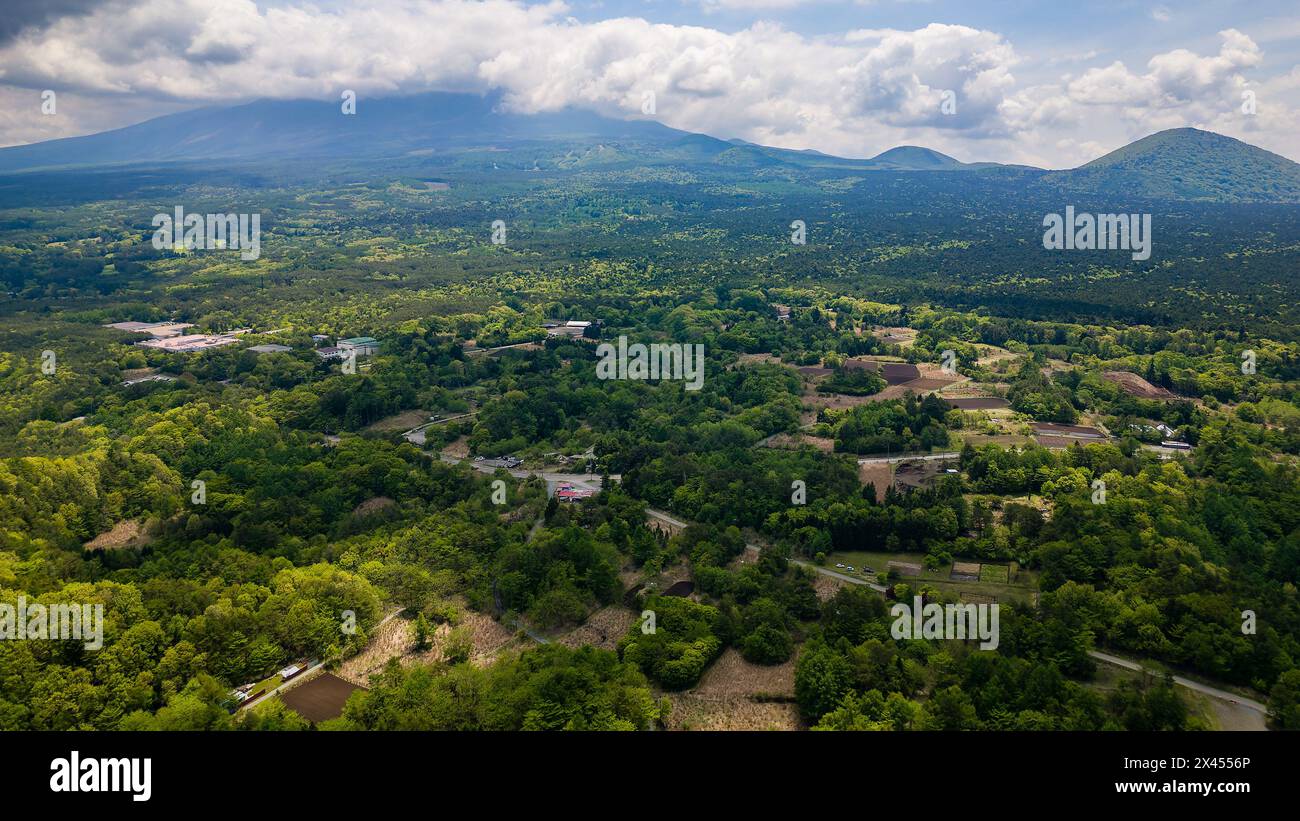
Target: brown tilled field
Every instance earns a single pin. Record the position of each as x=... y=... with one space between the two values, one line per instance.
x=401 y=421
x=826 y=586
x=878 y=473
x=1135 y=386
x=797 y=441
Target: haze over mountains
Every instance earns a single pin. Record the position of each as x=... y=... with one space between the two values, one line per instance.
x=1178 y=164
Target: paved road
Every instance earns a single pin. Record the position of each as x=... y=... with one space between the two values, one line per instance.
x=583 y=481
x=416 y=434
x=843 y=577
x=1186 y=682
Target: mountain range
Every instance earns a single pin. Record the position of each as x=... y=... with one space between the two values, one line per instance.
x=1178 y=164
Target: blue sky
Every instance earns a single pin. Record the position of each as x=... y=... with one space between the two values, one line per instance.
x=1045 y=83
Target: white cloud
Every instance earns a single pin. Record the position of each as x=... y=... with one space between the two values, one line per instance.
x=856 y=94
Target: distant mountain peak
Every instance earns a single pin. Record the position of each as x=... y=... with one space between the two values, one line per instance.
x=1191 y=164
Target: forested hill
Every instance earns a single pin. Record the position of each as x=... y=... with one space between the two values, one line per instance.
x=1181 y=164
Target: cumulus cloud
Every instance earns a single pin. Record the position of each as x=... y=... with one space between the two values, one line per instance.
x=854 y=94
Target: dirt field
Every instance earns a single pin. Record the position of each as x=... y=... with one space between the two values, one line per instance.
x=1135 y=386
x=979 y=403
x=320 y=699
x=826 y=586
x=401 y=421
x=125 y=534
x=395 y=641
x=797 y=441
x=878 y=473
x=731 y=674
x=459 y=448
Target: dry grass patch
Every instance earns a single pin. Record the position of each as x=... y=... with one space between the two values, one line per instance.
x=602 y=629
x=125 y=534
x=397 y=641
x=826 y=586
x=732 y=676
x=735 y=713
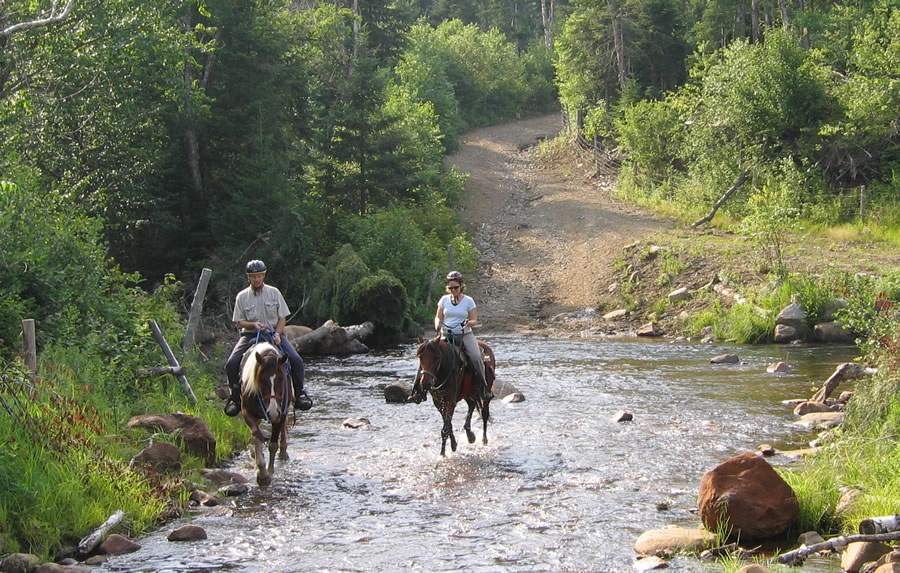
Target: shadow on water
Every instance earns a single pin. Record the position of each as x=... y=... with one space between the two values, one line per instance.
x=559 y=487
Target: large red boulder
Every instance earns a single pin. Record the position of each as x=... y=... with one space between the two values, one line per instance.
x=746 y=497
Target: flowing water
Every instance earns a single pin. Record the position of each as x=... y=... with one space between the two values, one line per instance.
x=559 y=487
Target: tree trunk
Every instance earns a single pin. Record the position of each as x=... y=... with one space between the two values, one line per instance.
x=547 y=22
x=785 y=19
x=754 y=22
x=618 y=42
x=190 y=132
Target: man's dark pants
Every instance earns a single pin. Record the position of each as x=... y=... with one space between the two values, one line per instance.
x=233 y=365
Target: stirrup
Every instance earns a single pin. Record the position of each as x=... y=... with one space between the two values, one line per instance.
x=233 y=407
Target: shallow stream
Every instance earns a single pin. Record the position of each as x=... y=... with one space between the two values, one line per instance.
x=559 y=487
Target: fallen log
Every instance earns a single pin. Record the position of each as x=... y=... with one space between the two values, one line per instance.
x=331 y=338
x=883 y=524
x=844 y=371
x=160 y=371
x=92 y=540
x=836 y=544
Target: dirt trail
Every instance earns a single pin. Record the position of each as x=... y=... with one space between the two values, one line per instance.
x=548 y=238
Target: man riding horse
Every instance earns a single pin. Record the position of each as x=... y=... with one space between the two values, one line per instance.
x=261 y=311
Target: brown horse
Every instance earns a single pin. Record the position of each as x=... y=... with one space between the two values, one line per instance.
x=444 y=373
x=266 y=394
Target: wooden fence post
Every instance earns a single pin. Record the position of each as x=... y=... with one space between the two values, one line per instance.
x=161 y=340
x=30 y=347
x=196 y=309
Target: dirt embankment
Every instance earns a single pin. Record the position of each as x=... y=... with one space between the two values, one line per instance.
x=558 y=251
x=548 y=236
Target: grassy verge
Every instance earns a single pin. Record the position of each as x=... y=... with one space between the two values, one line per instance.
x=65 y=448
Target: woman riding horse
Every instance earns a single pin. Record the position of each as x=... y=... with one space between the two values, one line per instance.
x=458 y=313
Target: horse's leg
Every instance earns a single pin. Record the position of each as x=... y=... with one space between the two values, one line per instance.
x=468 y=427
x=273 y=447
x=282 y=454
x=485 y=414
x=262 y=476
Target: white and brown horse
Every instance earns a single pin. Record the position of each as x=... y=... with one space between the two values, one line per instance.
x=266 y=395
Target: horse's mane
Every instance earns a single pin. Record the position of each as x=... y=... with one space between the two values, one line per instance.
x=269 y=353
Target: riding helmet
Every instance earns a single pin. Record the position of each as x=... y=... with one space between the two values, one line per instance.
x=256 y=266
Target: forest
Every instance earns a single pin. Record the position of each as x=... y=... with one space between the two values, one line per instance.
x=145 y=140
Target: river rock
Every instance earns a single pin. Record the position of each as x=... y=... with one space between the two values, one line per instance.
x=205 y=499
x=673 y=539
x=746 y=496
x=833 y=332
x=855 y=555
x=821 y=420
x=501 y=388
x=192 y=432
x=357 y=423
x=19 y=563
x=162 y=456
x=810 y=538
x=615 y=314
x=622 y=416
x=57 y=568
x=725 y=359
x=116 y=544
x=785 y=333
x=778 y=367
x=792 y=315
x=514 y=398
x=234 y=490
x=831 y=308
x=810 y=406
x=649 y=329
x=187 y=533
x=649 y=563
x=396 y=393
x=219 y=477
x=679 y=294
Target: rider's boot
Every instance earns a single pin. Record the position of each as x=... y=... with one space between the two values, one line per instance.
x=486 y=393
x=302 y=401
x=417 y=395
x=233 y=405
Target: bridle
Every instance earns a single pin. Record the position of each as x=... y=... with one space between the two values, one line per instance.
x=282 y=398
x=437 y=384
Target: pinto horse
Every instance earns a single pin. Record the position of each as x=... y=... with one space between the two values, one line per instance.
x=266 y=394
x=444 y=373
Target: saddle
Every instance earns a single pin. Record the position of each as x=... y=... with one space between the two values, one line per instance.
x=455 y=342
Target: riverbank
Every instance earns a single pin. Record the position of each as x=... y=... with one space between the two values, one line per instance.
x=559 y=251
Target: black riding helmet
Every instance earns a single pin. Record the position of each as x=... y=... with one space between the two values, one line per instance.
x=256 y=266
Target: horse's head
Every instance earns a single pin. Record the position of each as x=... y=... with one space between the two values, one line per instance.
x=264 y=376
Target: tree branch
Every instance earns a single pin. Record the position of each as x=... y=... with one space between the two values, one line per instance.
x=740 y=180
x=53 y=18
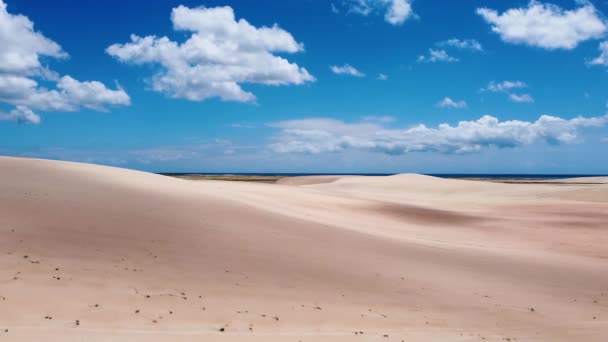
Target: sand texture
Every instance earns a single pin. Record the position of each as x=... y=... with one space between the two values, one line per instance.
x=92 y=253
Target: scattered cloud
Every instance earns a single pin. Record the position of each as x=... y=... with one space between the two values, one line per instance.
x=547 y=26
x=449 y=103
x=396 y=12
x=322 y=135
x=465 y=44
x=504 y=86
x=508 y=87
x=435 y=56
x=522 y=98
x=21 y=70
x=379 y=118
x=346 y=69
x=242 y=125
x=220 y=54
x=602 y=59
x=21 y=115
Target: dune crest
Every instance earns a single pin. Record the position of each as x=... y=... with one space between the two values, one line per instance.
x=111 y=254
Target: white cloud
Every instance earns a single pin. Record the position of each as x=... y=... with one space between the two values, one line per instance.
x=21 y=115
x=321 y=135
x=522 y=98
x=220 y=55
x=346 y=69
x=449 y=103
x=22 y=47
x=602 y=59
x=379 y=118
x=465 y=44
x=21 y=70
x=436 y=56
x=547 y=26
x=334 y=8
x=507 y=87
x=396 y=12
x=504 y=86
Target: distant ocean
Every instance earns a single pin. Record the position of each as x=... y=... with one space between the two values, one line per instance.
x=442 y=175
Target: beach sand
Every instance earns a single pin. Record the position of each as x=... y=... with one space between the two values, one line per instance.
x=93 y=253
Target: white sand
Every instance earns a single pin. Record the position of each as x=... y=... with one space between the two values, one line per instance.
x=413 y=257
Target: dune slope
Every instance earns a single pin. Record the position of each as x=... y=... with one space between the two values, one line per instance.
x=99 y=253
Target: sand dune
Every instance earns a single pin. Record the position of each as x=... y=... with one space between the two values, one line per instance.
x=104 y=254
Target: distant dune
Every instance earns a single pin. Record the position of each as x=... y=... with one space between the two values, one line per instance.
x=92 y=253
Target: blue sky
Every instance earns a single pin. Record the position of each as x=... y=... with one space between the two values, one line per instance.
x=345 y=86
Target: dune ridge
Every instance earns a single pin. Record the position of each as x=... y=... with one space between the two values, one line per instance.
x=111 y=254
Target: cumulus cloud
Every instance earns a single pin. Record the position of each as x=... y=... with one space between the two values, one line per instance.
x=21 y=115
x=602 y=59
x=507 y=87
x=21 y=70
x=449 y=103
x=396 y=12
x=465 y=44
x=435 y=56
x=321 y=135
x=346 y=69
x=522 y=98
x=547 y=26
x=220 y=54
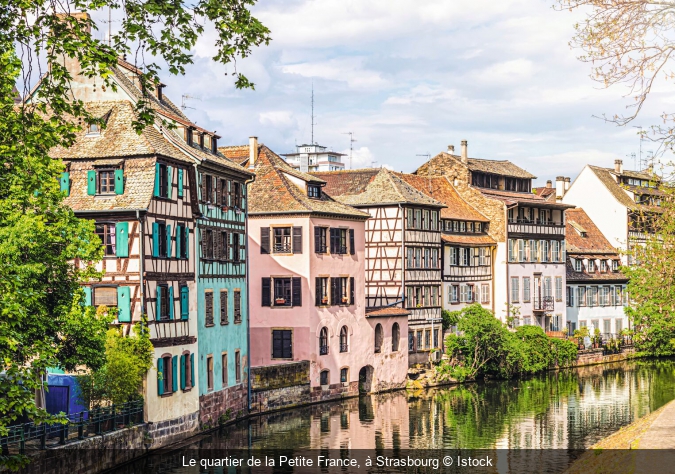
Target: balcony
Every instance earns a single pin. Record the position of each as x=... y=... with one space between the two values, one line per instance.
x=538 y=227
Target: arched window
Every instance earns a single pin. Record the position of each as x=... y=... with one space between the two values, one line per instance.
x=323 y=341
x=378 y=338
x=325 y=377
x=343 y=339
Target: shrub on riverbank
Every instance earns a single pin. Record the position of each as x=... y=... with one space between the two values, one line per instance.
x=484 y=347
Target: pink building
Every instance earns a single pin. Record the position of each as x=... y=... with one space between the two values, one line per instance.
x=307 y=284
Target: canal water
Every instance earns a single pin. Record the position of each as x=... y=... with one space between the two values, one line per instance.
x=566 y=410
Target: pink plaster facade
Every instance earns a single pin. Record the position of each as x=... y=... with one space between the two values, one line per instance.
x=389 y=368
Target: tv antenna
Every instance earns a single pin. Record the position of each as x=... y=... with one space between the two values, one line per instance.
x=351 y=146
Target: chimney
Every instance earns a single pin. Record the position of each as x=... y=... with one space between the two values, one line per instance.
x=252 y=151
x=559 y=187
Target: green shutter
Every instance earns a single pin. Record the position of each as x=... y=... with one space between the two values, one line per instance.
x=182 y=371
x=169 y=184
x=158 y=304
x=156 y=179
x=174 y=373
x=168 y=241
x=155 y=239
x=124 y=304
x=91 y=182
x=122 y=239
x=65 y=183
x=192 y=370
x=180 y=182
x=171 y=302
x=119 y=181
x=160 y=376
x=87 y=295
x=184 y=302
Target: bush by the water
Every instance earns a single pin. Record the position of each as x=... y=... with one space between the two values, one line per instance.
x=484 y=347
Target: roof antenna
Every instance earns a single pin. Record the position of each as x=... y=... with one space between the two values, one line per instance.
x=351 y=146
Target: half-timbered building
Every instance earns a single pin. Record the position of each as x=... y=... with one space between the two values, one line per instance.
x=403 y=249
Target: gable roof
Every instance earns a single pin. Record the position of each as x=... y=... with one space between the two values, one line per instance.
x=384 y=187
x=440 y=189
x=273 y=191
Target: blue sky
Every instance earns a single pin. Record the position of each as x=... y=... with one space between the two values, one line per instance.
x=410 y=78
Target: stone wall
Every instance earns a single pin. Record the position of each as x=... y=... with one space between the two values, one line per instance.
x=229 y=404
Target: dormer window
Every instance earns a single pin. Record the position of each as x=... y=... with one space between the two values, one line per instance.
x=313 y=191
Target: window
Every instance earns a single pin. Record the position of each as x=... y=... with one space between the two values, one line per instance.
x=320 y=245
x=515 y=290
x=106 y=233
x=379 y=337
x=323 y=341
x=324 y=377
x=313 y=191
x=224 y=369
x=558 y=288
x=208 y=308
x=282 y=240
x=282 y=344
x=209 y=372
x=224 y=319
x=106 y=181
x=237 y=366
x=237 y=306
x=526 y=289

▶ _Task statement_: Write out once more the lines above beginning at the line with "Target: half-timbered building"; continue through the final line and stop there.

▶ _Answer to the exercise_:
Target: half-timbered building
Every instance earns a single pin. Record the position of each as x=... y=... with one space between the two values, one line per instance.
x=403 y=249
Target: gable roof
Every instance earns a single pin. Record the position of each as x=... y=... with one space between the two values, one line per instance.
x=384 y=187
x=440 y=189
x=273 y=191
Target: blue sky
Every instance earns a single pin. Record the position of each as x=... y=... with one space between the two values, one line per instance.
x=410 y=78
Target: stone wall
Every instance earns a single pin. Record the position of each as x=... y=... with one space between the two values, one line per instance.
x=229 y=404
Target: dormer window
Every instance earns a single pin. Record the position of each as x=... y=... with one space between the two values, one line per instance.
x=313 y=191
Target: window
Every instance earns a single pin. Record the position of each as x=... y=... with one space between the two values, one line per instance.
x=320 y=245
x=515 y=290
x=106 y=233
x=379 y=337
x=323 y=341
x=324 y=377
x=313 y=191
x=224 y=369
x=558 y=288
x=208 y=308
x=282 y=240
x=282 y=344
x=209 y=372
x=224 y=319
x=106 y=181
x=237 y=366
x=237 y=306
x=526 y=289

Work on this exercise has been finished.